◆ **TASK DESCRIPTION**
Reproduce every line of the material below word for word, without changing any character.

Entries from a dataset
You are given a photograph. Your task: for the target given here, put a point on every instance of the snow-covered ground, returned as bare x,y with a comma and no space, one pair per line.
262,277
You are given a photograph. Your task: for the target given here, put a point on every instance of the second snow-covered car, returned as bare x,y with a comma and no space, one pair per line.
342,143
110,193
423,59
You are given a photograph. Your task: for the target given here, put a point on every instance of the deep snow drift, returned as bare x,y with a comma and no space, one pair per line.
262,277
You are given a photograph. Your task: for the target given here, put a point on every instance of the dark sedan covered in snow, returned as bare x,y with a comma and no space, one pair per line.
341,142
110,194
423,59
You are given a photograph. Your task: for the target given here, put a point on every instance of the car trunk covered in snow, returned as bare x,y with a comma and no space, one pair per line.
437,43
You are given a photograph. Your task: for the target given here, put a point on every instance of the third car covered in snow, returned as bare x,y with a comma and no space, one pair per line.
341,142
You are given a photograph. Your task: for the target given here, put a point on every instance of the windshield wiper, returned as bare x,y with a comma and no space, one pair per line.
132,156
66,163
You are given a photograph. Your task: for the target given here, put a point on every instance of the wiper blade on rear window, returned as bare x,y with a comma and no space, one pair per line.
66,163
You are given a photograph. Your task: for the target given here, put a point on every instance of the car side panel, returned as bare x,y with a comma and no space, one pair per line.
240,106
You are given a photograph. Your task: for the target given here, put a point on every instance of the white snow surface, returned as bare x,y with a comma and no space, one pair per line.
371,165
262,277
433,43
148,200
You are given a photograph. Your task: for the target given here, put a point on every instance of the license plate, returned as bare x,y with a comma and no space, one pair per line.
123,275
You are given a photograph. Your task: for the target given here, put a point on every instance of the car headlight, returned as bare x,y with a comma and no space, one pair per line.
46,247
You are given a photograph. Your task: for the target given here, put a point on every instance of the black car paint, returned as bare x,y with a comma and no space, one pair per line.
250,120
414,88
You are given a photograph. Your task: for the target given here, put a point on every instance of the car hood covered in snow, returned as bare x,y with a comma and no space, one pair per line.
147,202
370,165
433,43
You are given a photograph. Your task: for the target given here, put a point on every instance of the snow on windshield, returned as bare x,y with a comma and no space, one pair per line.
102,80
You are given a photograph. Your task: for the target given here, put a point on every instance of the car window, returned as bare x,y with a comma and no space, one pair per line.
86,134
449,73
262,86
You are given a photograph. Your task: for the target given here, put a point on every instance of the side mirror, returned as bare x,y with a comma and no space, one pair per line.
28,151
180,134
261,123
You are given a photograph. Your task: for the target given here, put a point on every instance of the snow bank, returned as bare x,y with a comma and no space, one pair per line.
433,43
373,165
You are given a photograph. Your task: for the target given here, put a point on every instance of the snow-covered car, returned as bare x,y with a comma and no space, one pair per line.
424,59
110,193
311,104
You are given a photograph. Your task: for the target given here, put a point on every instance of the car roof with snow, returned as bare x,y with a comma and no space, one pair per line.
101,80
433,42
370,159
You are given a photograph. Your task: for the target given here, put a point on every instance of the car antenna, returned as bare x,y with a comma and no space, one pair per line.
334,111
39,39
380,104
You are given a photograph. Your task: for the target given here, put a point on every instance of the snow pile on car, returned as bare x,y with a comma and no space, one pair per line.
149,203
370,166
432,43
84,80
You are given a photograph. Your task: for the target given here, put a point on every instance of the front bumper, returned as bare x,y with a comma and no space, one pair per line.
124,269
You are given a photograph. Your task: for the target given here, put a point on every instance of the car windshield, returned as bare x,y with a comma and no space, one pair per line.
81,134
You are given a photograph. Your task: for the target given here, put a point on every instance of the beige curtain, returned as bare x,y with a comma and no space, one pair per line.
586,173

◆ **WRITTEN RESPONSE**
You are given a photograph. Your task: for the target given here, put a point on every instance of the snow-covered ground, returned as bare x,y with a comma and no space, one pair per line.
262,277
You are given a photograph. Your task: for the target given here, put a point on every instance of the second snow-covered car, returned as bare x,y with a comma and no space, one pair per line.
342,143
110,193
423,59
You are given a photograph. Your task: for the target given here, put a point on every instance of the deep snow drift, returned as bare x,y with a comma and no space, one pair per line.
262,277
You are given a photograph. Your task: for the target given here, put a point on every instance of the dark sedan covered in snow, returned as bare x,y with a comma and no space, one pair per line.
341,142
110,194
423,59
You are given a photograph. Your task: for the target given here, put a point on every instance of the car trunk covered in snow, returned as bare x,y with a comma and no space, one pair per line.
437,43
You are given a photograph. Your task: for the target given here, put a point on every instance of the third car covered in snow, returned as bare x,y with a comma and no space, one pair per line.
341,142
You are given a photograph. Your task: for the target given here, put a point on every instance of the windshield wiper, returned as bare x,y with a comma and no space, one pair per line.
132,156
66,163
You are given a photograph. Your task: for the target given here, put a point on every instance of the wiper blade on rear window, returned as bare x,y with a comma and no space, one pair per line.
66,163
You are given a photograph. Your task: for the target given here, put a point on every instance of the car side panel, returned as bare x,y with a comma and no space, one pair per line.
240,106
You are given a photograph. Your task: for the target given here, put a point on every instance of the white snow surface, returned as bare x,y with a comma and no space, one pair per line.
371,165
262,277
433,43
148,200
You are given a photograph. Your task: for the target given here, put a point on every instance of the license plate, returned as bare x,y with a comma and no space, one pair per line.
123,275
You are given a photograph. Your task: for the target given here, put a point on every instance of the car headlight, returned as bare x,y with a comma and no space, one pair per line.
46,247
You are given a photograph. Your task: for the target given here, put a point on every instance of the black car paint, returned as bare x,y with a comma and no space, one pair per line.
250,120
414,88
You are given a photograph. Your task: for the target given here, put a point on every instance of the car hood covered in snow, returned as bare x,y with a comma and no space, one pair per line.
147,202
370,165
433,43
You are given a photograph. Your task: for the target given here, put a point on every instance of the snow on windshield, returned as bare x,y with a comma and no space, one pair per line.
102,80
You are given a photograph. Your task: for the target given here, put a point on every instance of the car window, returned as bare x,y with a comma and no space, one pair per line.
86,134
449,73
262,86
You are given a photograph. Your task: for the target given here, put a point on every instance of the side mirror, returned as bare x,y with a comma and no space, one pair per line.
28,151
180,134
261,123
You are given a photograph. Your task: for the target given here, put a point on every instance of the snow bank, returned as bare x,y with a comma and no space, one pair per line.
433,43
373,165
You are given a photograph. Your task: for the target given here, put a point on every instance of the snow-covered car, returned as bare x,y with a comma and no space, one pair per line.
424,59
110,193
311,104
You are given a photograph. Your task: for the target given here, put a point on every instance of the car roof with snow, returned as bare x,y with a comma and no space, one pair per line.
101,80
433,42
370,159
You are given a photograph. Your task: for the target given here, put a point on every instance of the car antenna, returned as bare x,y with a comma and no space, one pair per line.
334,111
39,39
380,104
You are given a photograph. Your task: for the target given here, put a point on every instance of the snow pile on car, returned as bare x,y with a comma and no space, one pair per line.
149,203
370,166
432,43
84,80
You are given a photograph. Your task: for the target given here, put a point on every instance of the front bumper, returned as bare x,y with a comma and no space, one pair per line.
124,269
You are given a photograph. Your task: for the target given here, put a point on every instance of the car windshield, returned as bare x,y with a comma and no space, one pair per line.
81,134
You are given a photograph. Your task: for the target given here, put a point on every instance of the beige curtain, returned as bare x,y with a comma and no space, one pair per line.
586,173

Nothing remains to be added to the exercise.